▶ _DIRECTIONS_
Rewrite all of the items below as one numbered list, leaving out any blank lines.

▶ _RECORDS SUPPLIED_
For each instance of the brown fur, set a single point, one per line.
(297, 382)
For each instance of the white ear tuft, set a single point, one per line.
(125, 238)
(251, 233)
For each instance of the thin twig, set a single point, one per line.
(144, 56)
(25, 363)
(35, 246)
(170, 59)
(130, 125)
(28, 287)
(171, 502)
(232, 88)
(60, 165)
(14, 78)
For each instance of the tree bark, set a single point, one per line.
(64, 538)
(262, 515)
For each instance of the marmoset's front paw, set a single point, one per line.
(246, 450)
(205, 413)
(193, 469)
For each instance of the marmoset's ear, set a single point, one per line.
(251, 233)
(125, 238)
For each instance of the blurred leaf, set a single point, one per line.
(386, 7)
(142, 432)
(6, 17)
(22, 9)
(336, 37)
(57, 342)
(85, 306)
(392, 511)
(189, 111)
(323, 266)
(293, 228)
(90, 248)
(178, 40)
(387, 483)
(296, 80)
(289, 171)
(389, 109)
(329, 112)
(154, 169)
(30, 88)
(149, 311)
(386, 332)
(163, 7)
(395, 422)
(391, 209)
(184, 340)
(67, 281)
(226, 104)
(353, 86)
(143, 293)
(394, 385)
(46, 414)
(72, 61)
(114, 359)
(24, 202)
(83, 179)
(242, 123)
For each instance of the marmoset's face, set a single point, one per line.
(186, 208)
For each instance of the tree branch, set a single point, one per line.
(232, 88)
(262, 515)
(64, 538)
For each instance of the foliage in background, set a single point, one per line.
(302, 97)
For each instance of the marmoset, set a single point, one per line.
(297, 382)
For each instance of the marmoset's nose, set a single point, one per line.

▶ _CORRECT RESULT_
1. For each instance of the brown fur, set a single point, one per line.
2. (297, 382)
3. For each instance of the white ear tuft, set a single point, one per line.
4. (125, 238)
5. (251, 233)
6. For each instance of the thin twig, set a single point, one per line.
7. (144, 56)
8. (25, 363)
9. (35, 246)
10. (170, 59)
11. (130, 125)
12. (28, 287)
13. (171, 502)
14. (232, 88)
15. (60, 165)
16. (14, 78)
17. For each instance of the tree bark, set a single point, one per line.
18. (64, 538)
19. (262, 515)
20. For each instance of the marmoset's front paw, set a single point, one per line.
21. (246, 450)
22. (205, 413)
23. (193, 469)
24. For each instance of the marmoset's ear, set a single point, one per line.
25. (251, 233)
26. (125, 238)
27. For each instance of the blurred leaf, set a single point, one per line.
28. (386, 7)
29. (142, 432)
30. (6, 17)
31. (22, 9)
32. (336, 37)
33. (57, 342)
34. (85, 306)
35. (392, 511)
36. (189, 111)
37. (323, 266)
38. (293, 228)
39. (90, 248)
40. (178, 40)
41. (387, 483)
42. (296, 80)
43. (289, 171)
44. (389, 109)
45. (329, 112)
46. (154, 169)
47. (30, 88)
48. (149, 311)
49. (386, 332)
50. (163, 7)
51. (395, 422)
52. (391, 209)
53. (184, 340)
54. (67, 281)
55. (226, 104)
56. (353, 86)
57. (143, 293)
58. (394, 385)
59. (46, 414)
60. (72, 61)
61. (114, 359)
62. (24, 202)
63. (83, 179)
64. (242, 123)
65. For each instance of the marmoset's face, set a single point, one per line.
66. (186, 208)
67. For each instance of the tree branch, set a single point, one per line.
68. (232, 88)
69. (262, 515)
70. (64, 538)
71. For each instance of the foliage in background, set a single point, one per line.
72. (302, 97)
73. For each instance of the marmoset, set a single point, one per line.
74. (297, 382)
75. For each instance of the marmoset's nose, set a single point, one per line.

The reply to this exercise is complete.